EXTRACTED ENTRIES =
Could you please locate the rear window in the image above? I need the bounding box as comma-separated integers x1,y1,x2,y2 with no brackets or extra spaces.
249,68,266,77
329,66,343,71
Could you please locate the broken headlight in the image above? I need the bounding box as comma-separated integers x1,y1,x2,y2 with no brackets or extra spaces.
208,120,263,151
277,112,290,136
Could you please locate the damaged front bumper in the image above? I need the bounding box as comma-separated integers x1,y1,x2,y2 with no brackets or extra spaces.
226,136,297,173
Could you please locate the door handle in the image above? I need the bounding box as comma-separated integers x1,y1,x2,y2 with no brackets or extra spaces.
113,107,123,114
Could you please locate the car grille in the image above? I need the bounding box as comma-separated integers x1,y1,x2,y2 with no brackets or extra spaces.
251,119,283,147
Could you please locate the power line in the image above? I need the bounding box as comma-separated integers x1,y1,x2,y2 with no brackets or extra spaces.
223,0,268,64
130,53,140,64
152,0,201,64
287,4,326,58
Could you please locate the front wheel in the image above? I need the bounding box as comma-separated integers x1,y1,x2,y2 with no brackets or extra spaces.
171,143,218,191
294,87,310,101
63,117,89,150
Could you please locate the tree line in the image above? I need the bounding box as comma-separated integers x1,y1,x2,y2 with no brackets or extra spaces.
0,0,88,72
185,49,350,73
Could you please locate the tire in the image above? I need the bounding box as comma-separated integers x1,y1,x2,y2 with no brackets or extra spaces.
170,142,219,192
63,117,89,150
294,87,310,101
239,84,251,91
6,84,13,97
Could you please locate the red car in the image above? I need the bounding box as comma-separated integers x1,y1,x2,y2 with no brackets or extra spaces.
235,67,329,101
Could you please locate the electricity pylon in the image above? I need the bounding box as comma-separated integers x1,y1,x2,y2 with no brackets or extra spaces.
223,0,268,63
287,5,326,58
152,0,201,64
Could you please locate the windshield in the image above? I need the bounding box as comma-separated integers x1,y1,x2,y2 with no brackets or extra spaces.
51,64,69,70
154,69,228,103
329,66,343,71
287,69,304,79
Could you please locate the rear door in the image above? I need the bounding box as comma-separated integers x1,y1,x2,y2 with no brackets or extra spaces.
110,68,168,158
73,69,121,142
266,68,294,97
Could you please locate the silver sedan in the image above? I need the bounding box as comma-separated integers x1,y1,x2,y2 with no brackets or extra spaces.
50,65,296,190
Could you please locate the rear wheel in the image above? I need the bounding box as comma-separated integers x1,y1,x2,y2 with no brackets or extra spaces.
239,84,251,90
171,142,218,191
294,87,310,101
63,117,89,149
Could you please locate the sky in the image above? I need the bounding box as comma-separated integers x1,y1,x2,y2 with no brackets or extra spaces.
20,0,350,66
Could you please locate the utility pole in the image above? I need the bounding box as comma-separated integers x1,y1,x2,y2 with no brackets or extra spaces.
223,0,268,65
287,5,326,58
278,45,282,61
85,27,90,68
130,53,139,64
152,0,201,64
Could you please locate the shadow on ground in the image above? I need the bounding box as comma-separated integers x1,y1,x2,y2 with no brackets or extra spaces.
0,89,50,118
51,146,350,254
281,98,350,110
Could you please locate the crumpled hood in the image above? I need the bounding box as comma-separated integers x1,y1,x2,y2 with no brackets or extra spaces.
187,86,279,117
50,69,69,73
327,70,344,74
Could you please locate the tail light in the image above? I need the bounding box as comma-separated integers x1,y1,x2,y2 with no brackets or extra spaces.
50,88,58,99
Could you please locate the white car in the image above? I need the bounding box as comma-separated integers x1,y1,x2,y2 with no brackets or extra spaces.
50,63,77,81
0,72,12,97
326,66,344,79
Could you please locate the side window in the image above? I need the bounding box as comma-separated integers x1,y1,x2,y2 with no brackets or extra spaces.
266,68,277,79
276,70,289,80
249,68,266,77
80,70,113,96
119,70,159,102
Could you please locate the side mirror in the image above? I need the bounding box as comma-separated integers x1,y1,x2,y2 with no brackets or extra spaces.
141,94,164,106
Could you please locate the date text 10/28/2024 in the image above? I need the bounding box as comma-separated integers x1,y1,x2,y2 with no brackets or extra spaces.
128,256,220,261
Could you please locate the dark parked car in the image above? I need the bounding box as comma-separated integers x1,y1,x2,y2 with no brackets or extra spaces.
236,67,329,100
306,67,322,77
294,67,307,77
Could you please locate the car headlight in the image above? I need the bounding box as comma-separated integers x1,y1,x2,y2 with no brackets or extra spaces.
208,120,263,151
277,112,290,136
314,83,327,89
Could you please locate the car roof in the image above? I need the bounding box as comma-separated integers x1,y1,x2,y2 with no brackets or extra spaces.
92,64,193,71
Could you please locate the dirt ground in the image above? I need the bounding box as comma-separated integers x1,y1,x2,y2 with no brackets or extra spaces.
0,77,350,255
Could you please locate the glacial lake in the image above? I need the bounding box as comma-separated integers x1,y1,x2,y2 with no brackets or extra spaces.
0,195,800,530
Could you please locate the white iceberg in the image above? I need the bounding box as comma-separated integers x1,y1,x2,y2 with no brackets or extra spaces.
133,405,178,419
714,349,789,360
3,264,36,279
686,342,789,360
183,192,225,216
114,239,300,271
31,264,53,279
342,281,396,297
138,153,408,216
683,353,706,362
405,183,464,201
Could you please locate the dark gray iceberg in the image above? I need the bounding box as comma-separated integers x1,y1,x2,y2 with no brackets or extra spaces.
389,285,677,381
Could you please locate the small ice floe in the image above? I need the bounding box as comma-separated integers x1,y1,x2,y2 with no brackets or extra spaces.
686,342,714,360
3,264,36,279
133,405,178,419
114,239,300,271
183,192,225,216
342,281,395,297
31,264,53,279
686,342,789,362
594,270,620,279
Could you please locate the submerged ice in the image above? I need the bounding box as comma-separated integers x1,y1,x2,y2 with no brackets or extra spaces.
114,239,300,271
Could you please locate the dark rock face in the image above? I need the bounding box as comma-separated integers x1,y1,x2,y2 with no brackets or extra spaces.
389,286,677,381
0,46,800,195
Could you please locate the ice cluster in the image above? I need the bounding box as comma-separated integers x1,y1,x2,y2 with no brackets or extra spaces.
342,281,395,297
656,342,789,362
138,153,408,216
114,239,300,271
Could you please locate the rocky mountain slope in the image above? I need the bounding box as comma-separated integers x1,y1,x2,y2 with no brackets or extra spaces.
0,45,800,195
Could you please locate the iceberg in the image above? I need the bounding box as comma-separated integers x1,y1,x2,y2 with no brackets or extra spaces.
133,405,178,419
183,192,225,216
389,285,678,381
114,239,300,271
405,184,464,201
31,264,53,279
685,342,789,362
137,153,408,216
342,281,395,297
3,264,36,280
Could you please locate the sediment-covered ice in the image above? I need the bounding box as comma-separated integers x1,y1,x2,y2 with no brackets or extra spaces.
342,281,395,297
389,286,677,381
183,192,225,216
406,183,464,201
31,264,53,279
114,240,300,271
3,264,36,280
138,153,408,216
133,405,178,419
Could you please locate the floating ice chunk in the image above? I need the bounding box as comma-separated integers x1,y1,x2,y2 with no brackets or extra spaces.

GOAL =
Swap "glacial lake" for "alpine lake" in the material from the line with "Could you please locate the glacial" to the line with "405,183,464,201", both included, and return only those lines with nothing else altered.

WORKED SOLUTION =
Could you please locate the alpine lake in the image above? I need the bounding box as comma-separated integers x1,y1,x2,y2 with no brackets or extra spaces.
0,195,800,530
Could you please locate the white iceberg in the image above? I need the bounding box as comma-separated integers x1,y1,x2,y2 with no brackets or extra spaces.
133,405,178,419
714,349,789,360
3,264,36,279
686,342,789,360
183,192,225,216
114,239,300,271
31,264,53,279
342,281,396,297
138,153,408,216
683,353,706,362
405,183,464,201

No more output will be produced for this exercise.